EXERCISE DATA: Begin

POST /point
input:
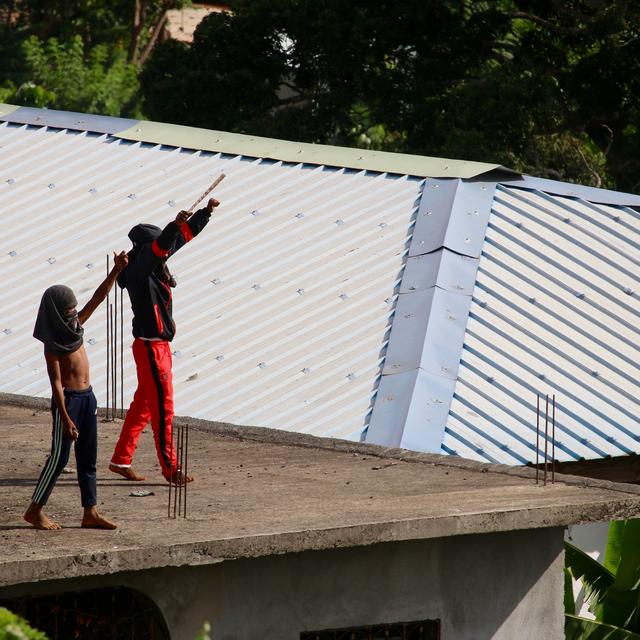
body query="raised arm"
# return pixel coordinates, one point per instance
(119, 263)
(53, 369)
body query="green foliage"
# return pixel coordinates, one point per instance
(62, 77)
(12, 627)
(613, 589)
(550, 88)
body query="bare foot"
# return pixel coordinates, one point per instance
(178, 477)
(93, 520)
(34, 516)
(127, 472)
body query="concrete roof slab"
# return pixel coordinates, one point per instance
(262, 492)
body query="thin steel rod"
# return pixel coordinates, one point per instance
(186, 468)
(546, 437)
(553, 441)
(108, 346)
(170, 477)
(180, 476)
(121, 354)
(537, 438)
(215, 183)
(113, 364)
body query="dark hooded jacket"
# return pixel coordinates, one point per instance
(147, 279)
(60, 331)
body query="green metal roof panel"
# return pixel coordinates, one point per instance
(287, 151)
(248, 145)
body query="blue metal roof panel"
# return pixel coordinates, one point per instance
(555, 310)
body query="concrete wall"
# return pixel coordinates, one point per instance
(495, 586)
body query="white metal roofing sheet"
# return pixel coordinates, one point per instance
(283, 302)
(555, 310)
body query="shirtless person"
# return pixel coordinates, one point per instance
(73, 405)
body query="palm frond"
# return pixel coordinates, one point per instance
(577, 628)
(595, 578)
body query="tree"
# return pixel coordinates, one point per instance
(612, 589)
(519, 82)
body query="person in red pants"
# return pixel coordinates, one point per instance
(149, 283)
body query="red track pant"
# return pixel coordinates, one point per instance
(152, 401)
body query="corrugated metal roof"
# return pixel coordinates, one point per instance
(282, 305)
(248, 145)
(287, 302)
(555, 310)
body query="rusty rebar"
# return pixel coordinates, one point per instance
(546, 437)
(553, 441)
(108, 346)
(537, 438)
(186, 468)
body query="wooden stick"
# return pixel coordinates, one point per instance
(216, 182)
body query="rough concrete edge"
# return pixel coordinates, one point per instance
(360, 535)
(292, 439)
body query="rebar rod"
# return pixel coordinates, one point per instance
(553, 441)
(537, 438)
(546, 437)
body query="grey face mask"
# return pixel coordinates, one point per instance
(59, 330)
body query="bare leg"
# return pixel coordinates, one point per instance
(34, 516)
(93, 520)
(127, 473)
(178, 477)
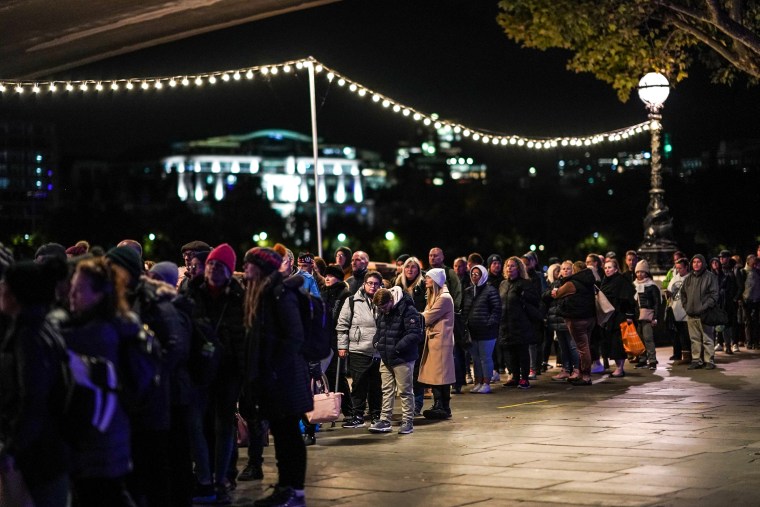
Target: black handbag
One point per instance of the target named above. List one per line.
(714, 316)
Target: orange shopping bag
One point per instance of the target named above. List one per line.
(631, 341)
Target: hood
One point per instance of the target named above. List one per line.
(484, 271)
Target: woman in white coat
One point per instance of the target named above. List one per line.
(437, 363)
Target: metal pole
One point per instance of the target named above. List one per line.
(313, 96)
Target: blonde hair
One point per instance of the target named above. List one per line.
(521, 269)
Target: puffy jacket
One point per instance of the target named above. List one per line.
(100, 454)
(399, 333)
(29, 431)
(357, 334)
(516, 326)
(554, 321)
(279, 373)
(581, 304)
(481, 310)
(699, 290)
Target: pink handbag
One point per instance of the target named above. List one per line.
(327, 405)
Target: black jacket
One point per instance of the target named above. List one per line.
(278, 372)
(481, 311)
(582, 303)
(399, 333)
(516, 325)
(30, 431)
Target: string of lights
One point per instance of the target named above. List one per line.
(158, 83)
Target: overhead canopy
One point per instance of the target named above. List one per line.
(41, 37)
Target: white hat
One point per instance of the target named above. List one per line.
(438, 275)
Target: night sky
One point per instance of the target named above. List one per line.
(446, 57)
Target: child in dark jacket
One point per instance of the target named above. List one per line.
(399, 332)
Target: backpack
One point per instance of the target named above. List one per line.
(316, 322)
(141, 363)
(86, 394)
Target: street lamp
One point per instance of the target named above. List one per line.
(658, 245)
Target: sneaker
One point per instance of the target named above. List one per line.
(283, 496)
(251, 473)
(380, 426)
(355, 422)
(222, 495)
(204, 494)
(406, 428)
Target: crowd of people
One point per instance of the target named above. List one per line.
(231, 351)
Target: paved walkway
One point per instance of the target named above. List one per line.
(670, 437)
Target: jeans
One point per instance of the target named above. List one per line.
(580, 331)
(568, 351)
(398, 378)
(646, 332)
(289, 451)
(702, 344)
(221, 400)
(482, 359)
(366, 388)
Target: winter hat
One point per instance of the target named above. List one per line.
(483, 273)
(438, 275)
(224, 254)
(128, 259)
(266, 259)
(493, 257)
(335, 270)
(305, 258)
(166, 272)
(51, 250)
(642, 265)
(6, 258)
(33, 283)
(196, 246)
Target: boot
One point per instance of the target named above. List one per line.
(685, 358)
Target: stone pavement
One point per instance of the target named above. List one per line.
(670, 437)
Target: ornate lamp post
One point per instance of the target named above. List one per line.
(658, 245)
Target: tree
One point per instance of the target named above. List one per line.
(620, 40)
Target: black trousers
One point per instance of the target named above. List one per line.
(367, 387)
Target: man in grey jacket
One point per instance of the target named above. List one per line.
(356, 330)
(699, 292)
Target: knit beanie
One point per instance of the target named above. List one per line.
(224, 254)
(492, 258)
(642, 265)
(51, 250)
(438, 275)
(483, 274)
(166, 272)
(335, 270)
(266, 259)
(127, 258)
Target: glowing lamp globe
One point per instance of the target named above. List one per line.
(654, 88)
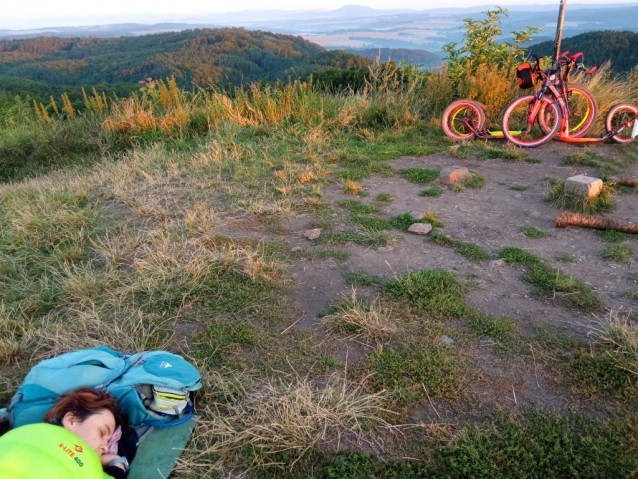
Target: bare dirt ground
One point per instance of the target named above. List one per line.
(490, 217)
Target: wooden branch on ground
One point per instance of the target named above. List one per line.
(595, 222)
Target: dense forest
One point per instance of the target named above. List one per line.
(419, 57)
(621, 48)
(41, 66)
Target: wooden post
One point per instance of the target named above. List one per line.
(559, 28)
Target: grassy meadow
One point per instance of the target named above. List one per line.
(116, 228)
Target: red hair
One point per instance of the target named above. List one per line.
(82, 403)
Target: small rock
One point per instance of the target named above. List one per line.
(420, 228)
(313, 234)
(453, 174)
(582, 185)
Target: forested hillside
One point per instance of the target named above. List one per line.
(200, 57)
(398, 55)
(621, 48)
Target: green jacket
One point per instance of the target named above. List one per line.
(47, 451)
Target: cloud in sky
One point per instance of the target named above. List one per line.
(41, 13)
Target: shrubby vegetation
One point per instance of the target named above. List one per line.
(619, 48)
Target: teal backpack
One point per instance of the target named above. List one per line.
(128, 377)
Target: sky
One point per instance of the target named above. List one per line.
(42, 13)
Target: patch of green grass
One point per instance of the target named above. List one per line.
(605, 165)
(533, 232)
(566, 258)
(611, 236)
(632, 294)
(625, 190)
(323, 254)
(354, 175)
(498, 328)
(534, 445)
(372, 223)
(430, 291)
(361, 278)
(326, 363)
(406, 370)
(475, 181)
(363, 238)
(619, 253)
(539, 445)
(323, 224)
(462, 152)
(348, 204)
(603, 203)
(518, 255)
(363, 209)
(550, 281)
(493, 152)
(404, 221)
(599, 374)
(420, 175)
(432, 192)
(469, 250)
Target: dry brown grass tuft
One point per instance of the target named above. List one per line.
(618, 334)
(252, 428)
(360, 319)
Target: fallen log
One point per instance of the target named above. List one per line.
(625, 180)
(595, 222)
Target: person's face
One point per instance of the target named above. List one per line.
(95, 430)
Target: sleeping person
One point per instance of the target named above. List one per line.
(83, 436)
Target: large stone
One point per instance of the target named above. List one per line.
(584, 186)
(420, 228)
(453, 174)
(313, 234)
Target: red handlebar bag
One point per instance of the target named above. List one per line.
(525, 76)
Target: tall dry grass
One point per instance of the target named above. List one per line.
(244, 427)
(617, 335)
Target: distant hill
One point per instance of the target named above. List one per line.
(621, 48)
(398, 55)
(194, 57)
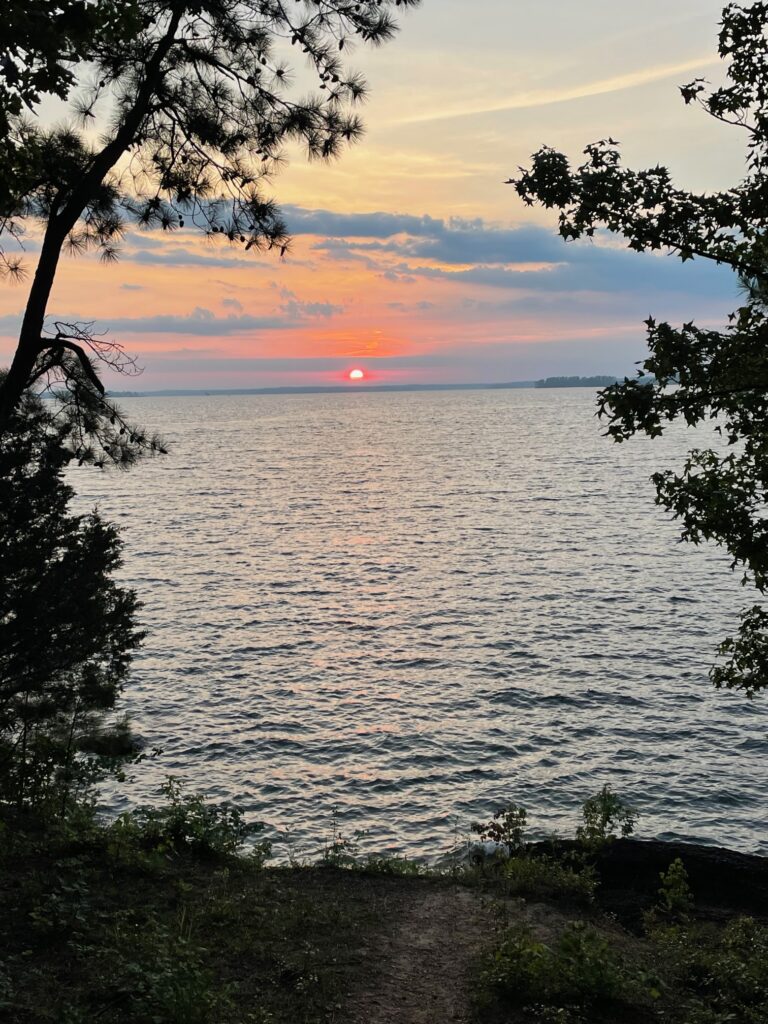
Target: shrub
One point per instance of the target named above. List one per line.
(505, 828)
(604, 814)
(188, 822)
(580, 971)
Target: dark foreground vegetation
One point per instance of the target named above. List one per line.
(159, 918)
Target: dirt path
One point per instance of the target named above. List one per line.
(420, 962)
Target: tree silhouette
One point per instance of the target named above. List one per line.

EXERCISE DATA: End

▸ PROBLEM STATEMENT
Go through the data and return each line where the word "lamp" appears.

▸ SOLUTION FOR THIS PROBLEM
Target: street lamp
Target: ornate lamp post
Target: glowing lamp globe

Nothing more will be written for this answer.